--- BEGIN Working data ---

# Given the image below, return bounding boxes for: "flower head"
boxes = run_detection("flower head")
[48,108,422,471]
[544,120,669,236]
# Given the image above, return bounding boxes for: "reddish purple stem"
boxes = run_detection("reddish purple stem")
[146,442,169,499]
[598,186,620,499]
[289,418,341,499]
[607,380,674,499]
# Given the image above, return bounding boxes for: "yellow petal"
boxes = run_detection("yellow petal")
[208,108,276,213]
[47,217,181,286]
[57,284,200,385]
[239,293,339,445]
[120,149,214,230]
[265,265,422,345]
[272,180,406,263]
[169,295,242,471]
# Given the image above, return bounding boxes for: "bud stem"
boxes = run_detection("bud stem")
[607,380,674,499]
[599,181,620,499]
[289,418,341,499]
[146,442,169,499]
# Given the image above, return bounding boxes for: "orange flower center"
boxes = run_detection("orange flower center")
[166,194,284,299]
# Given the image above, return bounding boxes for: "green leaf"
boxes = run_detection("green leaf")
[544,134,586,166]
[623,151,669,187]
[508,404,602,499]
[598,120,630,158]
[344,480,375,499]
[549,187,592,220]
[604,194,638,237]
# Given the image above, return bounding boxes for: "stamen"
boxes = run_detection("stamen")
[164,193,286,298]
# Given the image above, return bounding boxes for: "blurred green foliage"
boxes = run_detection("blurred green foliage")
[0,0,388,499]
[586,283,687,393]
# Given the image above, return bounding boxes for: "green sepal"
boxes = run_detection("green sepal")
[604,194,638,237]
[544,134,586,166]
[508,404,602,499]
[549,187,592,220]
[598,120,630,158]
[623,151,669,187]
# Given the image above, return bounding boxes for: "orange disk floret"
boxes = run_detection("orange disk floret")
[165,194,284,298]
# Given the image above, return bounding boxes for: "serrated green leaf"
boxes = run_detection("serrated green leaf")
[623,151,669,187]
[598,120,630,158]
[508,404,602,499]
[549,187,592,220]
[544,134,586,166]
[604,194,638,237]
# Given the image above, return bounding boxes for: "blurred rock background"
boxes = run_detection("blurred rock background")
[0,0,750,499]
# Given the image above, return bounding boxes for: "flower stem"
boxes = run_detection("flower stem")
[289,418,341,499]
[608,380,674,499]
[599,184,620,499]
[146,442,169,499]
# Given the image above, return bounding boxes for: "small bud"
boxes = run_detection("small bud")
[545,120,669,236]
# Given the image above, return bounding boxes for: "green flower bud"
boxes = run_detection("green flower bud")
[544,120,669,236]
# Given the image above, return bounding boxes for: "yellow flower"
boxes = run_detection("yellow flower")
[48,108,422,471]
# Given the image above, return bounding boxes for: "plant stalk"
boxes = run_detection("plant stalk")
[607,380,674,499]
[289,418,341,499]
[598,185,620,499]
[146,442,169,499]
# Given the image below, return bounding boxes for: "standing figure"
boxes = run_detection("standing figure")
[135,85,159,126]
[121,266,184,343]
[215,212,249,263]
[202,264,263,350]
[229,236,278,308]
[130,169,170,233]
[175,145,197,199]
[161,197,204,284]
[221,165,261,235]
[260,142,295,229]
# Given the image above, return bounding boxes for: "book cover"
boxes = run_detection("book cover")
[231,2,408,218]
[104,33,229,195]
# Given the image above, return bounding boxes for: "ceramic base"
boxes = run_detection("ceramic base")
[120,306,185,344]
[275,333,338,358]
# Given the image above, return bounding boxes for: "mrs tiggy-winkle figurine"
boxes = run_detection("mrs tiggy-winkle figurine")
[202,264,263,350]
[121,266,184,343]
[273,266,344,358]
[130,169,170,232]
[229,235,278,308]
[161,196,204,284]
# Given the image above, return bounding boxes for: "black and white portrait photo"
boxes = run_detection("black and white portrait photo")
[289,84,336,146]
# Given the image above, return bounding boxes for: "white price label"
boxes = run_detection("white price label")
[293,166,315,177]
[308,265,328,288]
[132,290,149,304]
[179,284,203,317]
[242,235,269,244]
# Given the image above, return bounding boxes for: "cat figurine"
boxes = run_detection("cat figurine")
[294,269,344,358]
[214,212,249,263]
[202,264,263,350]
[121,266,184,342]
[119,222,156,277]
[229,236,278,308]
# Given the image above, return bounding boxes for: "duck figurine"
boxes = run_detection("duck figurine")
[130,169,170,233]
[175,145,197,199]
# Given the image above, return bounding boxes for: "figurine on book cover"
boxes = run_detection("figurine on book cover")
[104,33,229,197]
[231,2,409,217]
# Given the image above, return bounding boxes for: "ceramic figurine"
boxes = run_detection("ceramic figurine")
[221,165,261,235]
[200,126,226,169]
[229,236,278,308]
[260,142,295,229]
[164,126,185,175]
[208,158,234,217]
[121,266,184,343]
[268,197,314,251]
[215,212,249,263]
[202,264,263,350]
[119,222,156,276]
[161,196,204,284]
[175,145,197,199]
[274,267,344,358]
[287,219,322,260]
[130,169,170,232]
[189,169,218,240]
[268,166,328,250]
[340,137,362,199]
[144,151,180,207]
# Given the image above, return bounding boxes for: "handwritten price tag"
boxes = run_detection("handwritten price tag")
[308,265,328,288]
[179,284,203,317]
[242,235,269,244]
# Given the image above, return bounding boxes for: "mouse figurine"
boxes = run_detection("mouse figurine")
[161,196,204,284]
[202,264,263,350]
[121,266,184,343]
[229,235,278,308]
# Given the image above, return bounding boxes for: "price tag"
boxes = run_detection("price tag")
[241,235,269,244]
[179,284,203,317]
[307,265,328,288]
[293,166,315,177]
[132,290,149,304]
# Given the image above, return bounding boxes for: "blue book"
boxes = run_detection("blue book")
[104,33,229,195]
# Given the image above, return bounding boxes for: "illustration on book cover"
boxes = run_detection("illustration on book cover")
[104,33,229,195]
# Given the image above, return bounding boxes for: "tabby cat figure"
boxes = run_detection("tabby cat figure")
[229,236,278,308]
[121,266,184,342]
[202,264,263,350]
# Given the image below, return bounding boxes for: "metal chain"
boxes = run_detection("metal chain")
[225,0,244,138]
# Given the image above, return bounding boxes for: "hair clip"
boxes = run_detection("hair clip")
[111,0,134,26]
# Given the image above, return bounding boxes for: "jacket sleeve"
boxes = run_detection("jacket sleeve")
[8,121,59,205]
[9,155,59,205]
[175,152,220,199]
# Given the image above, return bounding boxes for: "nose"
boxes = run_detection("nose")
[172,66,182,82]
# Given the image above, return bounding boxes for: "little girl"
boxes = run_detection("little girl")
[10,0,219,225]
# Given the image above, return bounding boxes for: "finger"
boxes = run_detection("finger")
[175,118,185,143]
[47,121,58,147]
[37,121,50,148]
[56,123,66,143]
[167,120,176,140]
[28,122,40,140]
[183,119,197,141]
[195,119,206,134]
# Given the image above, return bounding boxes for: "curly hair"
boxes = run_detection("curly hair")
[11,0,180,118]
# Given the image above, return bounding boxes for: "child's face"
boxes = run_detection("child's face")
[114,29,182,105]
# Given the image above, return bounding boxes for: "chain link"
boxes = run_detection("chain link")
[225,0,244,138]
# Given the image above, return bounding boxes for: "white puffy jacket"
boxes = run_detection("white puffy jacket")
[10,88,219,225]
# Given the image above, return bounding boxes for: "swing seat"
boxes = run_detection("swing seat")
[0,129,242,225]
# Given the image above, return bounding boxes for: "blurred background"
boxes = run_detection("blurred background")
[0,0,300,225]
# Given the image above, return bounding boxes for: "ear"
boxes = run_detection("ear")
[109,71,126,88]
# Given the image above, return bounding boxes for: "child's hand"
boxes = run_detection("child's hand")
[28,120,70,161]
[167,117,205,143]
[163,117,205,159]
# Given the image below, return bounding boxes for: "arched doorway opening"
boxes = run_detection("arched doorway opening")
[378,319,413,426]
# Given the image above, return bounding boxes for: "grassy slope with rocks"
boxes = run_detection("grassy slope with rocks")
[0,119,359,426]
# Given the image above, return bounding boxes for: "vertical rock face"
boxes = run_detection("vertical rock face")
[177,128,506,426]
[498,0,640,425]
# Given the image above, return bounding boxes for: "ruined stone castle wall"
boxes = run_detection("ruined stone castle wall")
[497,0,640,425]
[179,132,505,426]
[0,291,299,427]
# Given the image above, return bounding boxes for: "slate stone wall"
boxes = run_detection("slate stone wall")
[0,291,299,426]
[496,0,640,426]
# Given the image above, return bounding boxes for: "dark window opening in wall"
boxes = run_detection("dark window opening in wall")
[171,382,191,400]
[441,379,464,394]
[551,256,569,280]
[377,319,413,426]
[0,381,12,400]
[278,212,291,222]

--- END Working data ---

Exercise objective. Print the entries above verbatim, starting at their first line and ending at the line that contains "[169,295,242,471]", with both of those lines included.

Full answer.
# Given the image below, return bounding boxes for: "flower head"
boxes = run_detection("flower head")
[48,108,422,471]
[544,120,669,236]
# Given the image above, return bounding boxes for: "reddish purple stem"
boxes = run_detection("reddish purple stem")
[146,442,169,499]
[598,186,620,499]
[289,418,341,499]
[607,380,674,499]
# Given the image above, return bounding boxes for: "yellow petal"
boxes = run_detection("yellow petal")
[208,108,276,213]
[47,217,181,286]
[57,284,200,385]
[239,293,339,445]
[120,149,214,230]
[265,265,422,345]
[272,180,406,263]
[169,295,242,471]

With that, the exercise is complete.